(Dataset entries)
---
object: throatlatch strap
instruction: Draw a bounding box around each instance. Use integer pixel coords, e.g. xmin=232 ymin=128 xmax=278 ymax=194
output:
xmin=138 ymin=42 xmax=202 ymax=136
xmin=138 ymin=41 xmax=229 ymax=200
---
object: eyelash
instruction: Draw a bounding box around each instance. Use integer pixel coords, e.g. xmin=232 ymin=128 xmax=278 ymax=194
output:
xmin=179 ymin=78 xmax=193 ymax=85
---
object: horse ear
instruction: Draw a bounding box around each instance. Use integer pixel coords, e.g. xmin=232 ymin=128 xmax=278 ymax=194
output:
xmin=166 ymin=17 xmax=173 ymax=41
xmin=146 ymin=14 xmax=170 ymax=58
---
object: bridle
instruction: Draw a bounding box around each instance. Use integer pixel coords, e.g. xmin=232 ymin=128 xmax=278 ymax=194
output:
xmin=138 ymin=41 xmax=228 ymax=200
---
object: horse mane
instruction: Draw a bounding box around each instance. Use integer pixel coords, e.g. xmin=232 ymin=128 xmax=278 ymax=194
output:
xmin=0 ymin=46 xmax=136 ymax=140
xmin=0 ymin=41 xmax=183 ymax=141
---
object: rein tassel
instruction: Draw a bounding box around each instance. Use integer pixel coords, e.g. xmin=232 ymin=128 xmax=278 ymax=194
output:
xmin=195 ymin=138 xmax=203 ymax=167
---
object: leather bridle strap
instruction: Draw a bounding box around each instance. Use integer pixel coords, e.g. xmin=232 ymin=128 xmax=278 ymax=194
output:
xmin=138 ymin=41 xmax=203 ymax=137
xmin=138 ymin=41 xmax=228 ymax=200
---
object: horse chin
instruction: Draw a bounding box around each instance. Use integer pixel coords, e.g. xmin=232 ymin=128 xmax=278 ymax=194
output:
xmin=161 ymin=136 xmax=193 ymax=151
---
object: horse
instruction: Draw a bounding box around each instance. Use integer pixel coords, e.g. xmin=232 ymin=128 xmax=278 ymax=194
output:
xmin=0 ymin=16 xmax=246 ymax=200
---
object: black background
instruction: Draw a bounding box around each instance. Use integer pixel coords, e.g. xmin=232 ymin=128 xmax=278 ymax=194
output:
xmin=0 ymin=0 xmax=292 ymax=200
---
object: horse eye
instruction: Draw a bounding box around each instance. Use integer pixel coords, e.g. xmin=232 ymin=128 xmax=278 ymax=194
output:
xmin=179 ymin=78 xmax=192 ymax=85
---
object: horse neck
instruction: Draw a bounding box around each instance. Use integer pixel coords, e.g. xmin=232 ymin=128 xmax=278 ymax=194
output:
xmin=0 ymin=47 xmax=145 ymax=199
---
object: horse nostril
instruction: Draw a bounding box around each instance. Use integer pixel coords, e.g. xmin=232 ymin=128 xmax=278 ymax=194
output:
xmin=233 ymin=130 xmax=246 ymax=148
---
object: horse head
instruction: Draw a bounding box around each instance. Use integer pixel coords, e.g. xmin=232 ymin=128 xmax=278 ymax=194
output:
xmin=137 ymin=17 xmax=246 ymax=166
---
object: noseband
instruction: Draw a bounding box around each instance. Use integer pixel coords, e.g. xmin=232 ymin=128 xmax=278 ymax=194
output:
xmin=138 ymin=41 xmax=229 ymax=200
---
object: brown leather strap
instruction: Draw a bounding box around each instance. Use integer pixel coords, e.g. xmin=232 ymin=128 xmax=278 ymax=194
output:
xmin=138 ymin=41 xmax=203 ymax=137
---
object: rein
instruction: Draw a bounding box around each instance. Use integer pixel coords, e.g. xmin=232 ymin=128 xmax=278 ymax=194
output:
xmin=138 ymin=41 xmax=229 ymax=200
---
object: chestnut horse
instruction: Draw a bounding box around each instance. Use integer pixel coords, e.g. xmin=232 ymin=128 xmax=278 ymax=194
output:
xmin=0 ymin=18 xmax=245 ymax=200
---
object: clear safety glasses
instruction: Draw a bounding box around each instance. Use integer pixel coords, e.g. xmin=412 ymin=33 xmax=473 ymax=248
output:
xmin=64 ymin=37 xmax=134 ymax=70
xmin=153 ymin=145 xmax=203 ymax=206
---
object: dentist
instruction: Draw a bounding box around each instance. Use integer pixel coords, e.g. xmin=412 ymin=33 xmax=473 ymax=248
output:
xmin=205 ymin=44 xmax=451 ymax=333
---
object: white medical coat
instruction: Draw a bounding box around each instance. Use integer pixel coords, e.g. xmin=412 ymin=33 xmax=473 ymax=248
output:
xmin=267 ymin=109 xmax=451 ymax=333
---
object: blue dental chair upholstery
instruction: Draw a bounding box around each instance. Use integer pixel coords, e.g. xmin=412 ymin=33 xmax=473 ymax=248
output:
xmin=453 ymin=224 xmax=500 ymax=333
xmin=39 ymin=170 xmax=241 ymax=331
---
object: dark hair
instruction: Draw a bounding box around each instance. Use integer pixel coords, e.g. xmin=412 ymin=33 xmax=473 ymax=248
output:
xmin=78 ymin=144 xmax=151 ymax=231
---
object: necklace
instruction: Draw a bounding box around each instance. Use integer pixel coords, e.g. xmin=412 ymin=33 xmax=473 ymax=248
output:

*Task to complete*: Each record must be repeated exactly as it is.

*Solution to the exercise*:
---
object: throatlatch strap
instruction: Draw a bounding box around each instance. Use integer pixel coords, e.g. xmin=232 ymin=128 xmax=278 ymax=194
output:
xmin=138 ymin=42 xmax=202 ymax=136
xmin=138 ymin=41 xmax=229 ymax=200
---
object: eyelash
instruction: Draw a bounding box around each instance. Use integer pixel coords, e.g. xmin=232 ymin=128 xmax=278 ymax=194
output:
xmin=179 ymin=78 xmax=193 ymax=85
---
object: horse ear
instruction: Draw a bounding box around each instance. Use integer pixel coords, e.g. xmin=232 ymin=128 xmax=278 ymax=194
output:
xmin=166 ymin=17 xmax=173 ymax=41
xmin=146 ymin=14 xmax=170 ymax=58
---
object: bridle
instruction: Draw a bounding box around each instance. Use integer pixel coords, e.g. xmin=232 ymin=128 xmax=278 ymax=194
output:
xmin=138 ymin=41 xmax=228 ymax=200
---
object: horse mane
instruction: Draw a bounding box around each instance. Use integer pixel coords, e.g. xmin=232 ymin=128 xmax=278 ymax=194
output:
xmin=0 ymin=46 xmax=136 ymax=140
xmin=0 ymin=41 xmax=183 ymax=141
---
object: rein tassel
instruction: Draw a bounding box around each instance. Use integer pixel coords, e.g. xmin=232 ymin=128 xmax=278 ymax=194
output:
xmin=195 ymin=138 xmax=203 ymax=167
---
object: leather bridle strap
instruction: Draw a bounding box around each instance. Use integer pixel coords, e.g. xmin=232 ymin=128 xmax=278 ymax=194
output:
xmin=138 ymin=41 xmax=203 ymax=137
xmin=138 ymin=41 xmax=228 ymax=200
---
object: horse chin
instruction: Draw a bounding box around each instance. Use integer pixel coords, e.g. xmin=232 ymin=128 xmax=278 ymax=194
output:
xmin=161 ymin=136 xmax=193 ymax=151
---
object: horse
instruction: Draw a bounding box around each instance. Use integer pixel coords, e.g. xmin=232 ymin=128 xmax=278 ymax=194
output:
xmin=0 ymin=16 xmax=246 ymax=200
---
object: black background
instruction: Draw a bounding box around each instance. Use integer pixel coords, e.g. xmin=232 ymin=128 xmax=278 ymax=194
output:
xmin=0 ymin=0 xmax=292 ymax=200
---
object: horse eye
instruction: Draw a bounding box around each instance. Use integer pixel coords, e.g. xmin=232 ymin=128 xmax=278 ymax=194
output:
xmin=179 ymin=78 xmax=192 ymax=85
---
object: horse neck
instruction: Draw a bounding box around each instance. Use integer pixel coords, e.g. xmin=232 ymin=128 xmax=278 ymax=194
output:
xmin=0 ymin=47 xmax=145 ymax=199
---
object: horse nostril
instruction: Draw a bounding box around each instance. Use integer pixel coords, e.g. xmin=232 ymin=128 xmax=278 ymax=194
output:
xmin=233 ymin=130 xmax=246 ymax=148
---
object: horse head
instruction: Draw a bounding box around each instance. Use integer pixel coords, e.g. xmin=232 ymin=128 xmax=278 ymax=194
output:
xmin=137 ymin=17 xmax=246 ymax=166
---
object: noseband
instruction: Draw a bounding box around each instance. Use integer pixel coords, e.g. xmin=232 ymin=128 xmax=278 ymax=194
output:
xmin=138 ymin=41 xmax=229 ymax=200
---
object: brown leather strap
instruction: Draw a bounding box around each instance. Use integer pixel coords, e.g. xmin=232 ymin=128 xmax=278 ymax=194
output:
xmin=138 ymin=41 xmax=203 ymax=137
---
object: rein
instruction: Draw a bounding box around each instance. Use integer pixel coords, e.g. xmin=232 ymin=128 xmax=278 ymax=194
output:
xmin=138 ymin=41 xmax=229 ymax=200
---
object: chestnut horse
instruction: Draw a bounding box around each instance. Use integer pixel coords, e.g. xmin=232 ymin=128 xmax=278 ymax=194
output:
xmin=0 ymin=18 xmax=245 ymax=200
---
object: clear safety glasses
instruction: Draw a bounding box around each instance. Use integer pixel coords, e.g. xmin=412 ymin=33 xmax=473 ymax=248
output:
xmin=64 ymin=37 xmax=134 ymax=70
xmin=153 ymin=145 xmax=203 ymax=206
---
object: dentist
instruction: Draw a bounding box around each instance. Use integer pixel coords, e.g. xmin=412 ymin=33 xmax=473 ymax=248
output:
xmin=205 ymin=44 xmax=451 ymax=333
---
object: white medical coat
instruction: Draw a bounding box around each instance. Use integer pixel coords, e.g. xmin=412 ymin=33 xmax=473 ymax=248
output:
xmin=267 ymin=109 xmax=451 ymax=333
---
object: blue dental chair upholstery
instruction: Draw a bounding box around each instance. Use integer pixel coords, e.g. xmin=412 ymin=33 xmax=473 ymax=248
output:
xmin=453 ymin=224 xmax=500 ymax=333
xmin=39 ymin=170 xmax=241 ymax=331
---
object: dark hair
instruction: Draw a bounding box around each instance. Use integer pixel coords, e.g. xmin=412 ymin=33 xmax=473 ymax=248
output:
xmin=78 ymin=144 xmax=151 ymax=231
---
object: necklace
instruction: Draw a bounding box around each instance. Use integer pixel coords, e.g. xmin=412 ymin=33 xmax=473 ymax=248
output:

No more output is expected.